Excerpts of annotation records:
-- BEGIN --

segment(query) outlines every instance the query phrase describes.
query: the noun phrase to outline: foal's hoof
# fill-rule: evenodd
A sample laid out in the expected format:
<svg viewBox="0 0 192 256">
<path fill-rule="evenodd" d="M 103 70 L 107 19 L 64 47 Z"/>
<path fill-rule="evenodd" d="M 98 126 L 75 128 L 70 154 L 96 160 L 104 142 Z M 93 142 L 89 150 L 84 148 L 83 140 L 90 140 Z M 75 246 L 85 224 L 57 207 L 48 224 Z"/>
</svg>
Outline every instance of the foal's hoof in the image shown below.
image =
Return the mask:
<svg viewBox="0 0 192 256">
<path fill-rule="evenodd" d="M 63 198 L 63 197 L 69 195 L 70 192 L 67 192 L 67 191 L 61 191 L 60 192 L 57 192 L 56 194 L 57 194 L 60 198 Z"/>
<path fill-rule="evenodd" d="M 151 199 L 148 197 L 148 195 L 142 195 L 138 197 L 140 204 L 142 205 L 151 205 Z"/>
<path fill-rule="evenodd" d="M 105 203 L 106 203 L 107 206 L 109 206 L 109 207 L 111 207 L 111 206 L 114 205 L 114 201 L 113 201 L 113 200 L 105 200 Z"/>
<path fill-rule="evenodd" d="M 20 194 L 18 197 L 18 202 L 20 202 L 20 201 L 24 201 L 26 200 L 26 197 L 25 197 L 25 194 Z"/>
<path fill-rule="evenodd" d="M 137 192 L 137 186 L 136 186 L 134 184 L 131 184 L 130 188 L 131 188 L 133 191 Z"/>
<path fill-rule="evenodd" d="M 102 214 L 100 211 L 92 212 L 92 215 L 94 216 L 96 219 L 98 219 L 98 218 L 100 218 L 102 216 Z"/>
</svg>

-- END --

* Exercise details
Pull out every line of the entries that contains the string "phrase", and note that case counts.

* Task answer
segment(query) outlines every instance the query phrase describes.
query: the noun phrase to outline: foal's hoof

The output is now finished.